- DATA TO USE
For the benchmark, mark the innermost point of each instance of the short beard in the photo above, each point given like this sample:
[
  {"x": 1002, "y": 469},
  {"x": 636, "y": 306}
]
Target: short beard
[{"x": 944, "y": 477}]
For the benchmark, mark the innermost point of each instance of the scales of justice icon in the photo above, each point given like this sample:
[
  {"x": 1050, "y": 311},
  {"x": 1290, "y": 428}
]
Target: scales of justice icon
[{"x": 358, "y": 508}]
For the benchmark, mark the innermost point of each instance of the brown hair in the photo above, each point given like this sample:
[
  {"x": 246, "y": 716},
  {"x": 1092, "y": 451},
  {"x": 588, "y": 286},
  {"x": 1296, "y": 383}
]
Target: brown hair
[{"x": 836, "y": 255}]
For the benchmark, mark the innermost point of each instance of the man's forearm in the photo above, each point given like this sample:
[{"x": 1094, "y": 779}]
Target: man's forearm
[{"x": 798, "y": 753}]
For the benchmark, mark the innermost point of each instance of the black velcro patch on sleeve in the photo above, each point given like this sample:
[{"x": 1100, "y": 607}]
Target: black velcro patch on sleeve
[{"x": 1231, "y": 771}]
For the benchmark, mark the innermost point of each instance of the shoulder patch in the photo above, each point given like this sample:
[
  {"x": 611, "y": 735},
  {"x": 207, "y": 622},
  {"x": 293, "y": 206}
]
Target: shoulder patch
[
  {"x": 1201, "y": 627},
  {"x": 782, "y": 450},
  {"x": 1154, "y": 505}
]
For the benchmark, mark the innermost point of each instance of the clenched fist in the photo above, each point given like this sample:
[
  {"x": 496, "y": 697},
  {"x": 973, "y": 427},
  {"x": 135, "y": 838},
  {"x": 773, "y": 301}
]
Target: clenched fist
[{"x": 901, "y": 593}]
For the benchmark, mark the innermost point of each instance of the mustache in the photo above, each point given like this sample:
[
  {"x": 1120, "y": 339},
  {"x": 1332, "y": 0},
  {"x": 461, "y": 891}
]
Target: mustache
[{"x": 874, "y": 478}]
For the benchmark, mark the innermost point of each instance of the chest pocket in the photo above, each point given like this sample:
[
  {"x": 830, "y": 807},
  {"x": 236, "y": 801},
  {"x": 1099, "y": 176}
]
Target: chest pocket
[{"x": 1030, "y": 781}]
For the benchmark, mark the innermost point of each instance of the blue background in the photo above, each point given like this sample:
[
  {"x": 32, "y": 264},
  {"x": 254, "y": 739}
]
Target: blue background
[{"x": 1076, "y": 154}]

...

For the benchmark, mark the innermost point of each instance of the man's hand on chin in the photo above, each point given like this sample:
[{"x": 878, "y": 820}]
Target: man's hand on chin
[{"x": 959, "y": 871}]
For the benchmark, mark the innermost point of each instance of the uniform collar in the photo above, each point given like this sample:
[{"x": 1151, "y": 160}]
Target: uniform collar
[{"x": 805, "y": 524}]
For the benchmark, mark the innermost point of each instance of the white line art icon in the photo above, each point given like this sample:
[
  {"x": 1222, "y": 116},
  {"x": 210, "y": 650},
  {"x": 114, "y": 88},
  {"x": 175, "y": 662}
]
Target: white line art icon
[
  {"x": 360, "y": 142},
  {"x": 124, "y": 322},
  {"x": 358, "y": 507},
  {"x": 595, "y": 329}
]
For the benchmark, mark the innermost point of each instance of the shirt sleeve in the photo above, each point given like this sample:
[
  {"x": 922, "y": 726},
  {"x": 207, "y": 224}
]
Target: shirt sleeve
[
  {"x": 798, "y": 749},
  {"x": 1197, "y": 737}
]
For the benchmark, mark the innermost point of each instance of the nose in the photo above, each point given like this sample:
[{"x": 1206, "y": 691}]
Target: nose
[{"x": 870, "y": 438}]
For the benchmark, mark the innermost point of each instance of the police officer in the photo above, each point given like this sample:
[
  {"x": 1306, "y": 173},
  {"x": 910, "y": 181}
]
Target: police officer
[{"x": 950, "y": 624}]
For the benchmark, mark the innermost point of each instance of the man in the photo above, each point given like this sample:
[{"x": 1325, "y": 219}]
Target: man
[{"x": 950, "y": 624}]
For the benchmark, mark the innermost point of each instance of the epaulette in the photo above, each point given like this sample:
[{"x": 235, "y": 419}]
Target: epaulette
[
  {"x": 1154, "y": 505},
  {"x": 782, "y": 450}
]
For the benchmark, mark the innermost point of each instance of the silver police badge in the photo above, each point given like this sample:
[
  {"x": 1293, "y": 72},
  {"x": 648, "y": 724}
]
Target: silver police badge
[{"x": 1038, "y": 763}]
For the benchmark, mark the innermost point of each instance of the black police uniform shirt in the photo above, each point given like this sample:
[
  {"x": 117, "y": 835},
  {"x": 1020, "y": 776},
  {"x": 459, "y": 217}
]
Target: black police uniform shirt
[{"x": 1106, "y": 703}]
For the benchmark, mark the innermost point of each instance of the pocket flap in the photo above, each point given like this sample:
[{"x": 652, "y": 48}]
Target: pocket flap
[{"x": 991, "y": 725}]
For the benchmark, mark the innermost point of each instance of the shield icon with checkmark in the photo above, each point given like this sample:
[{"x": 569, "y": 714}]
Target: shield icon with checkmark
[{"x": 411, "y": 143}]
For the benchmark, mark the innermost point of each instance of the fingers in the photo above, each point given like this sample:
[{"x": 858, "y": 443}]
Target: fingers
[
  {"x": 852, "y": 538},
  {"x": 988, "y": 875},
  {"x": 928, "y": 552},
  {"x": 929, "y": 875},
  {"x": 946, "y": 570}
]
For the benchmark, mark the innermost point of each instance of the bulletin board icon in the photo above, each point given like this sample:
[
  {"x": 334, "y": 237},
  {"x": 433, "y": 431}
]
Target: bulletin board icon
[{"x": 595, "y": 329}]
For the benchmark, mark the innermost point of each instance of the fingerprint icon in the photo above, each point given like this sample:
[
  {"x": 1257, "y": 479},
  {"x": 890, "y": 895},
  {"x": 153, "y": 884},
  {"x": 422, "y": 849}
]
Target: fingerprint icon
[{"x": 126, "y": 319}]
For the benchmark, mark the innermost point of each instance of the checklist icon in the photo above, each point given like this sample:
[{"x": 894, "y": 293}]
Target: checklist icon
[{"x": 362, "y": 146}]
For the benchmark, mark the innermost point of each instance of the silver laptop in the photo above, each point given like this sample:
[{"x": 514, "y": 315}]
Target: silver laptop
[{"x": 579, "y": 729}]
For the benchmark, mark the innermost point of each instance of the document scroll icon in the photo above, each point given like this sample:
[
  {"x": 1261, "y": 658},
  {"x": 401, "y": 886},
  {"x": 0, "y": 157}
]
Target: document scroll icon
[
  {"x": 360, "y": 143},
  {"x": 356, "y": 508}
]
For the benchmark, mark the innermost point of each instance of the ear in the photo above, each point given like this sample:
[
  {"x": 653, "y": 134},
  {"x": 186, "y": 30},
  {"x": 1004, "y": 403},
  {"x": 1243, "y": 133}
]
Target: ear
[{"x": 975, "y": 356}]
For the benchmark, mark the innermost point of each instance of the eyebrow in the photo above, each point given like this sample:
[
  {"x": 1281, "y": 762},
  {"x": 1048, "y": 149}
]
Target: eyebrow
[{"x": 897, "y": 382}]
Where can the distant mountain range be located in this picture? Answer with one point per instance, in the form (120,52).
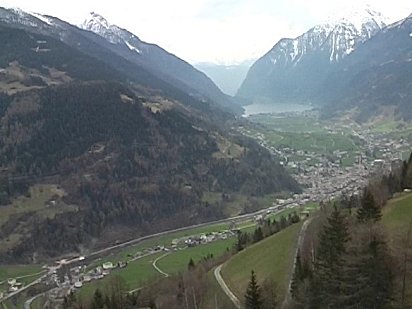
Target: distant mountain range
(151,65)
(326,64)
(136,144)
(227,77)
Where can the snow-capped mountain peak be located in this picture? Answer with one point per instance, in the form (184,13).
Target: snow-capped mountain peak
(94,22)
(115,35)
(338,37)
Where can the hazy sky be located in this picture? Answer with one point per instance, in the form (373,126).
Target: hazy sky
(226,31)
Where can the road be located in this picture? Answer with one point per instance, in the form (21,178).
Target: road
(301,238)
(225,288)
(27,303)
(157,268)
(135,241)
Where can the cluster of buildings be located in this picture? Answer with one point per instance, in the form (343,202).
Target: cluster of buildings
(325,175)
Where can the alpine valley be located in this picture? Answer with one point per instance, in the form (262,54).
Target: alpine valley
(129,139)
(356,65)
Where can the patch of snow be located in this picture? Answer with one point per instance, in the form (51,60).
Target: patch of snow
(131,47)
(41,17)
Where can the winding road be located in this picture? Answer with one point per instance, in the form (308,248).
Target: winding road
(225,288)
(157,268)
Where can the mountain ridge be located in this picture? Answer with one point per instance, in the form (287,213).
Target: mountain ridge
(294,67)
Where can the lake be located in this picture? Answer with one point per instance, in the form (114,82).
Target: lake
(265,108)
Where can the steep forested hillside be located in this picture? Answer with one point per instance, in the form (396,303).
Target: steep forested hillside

- GOAL OF THE EXERCISE
Update the data from the line containing "Where can the lake" through the line containing "Target: steep forested hillside", replacing "steep forested hillside" with "wooded slope" and leaving everything else unchanged. Return only those lines.

- FULL SOLUTION
Where can the lake be located in this picture? Answer with one point per instance, in the form (114,82).
Target: lake
(265,108)
Where can the wooded slope be located in this picture? Answer with one point per instance, in the form (396,303).
Target: wooded slope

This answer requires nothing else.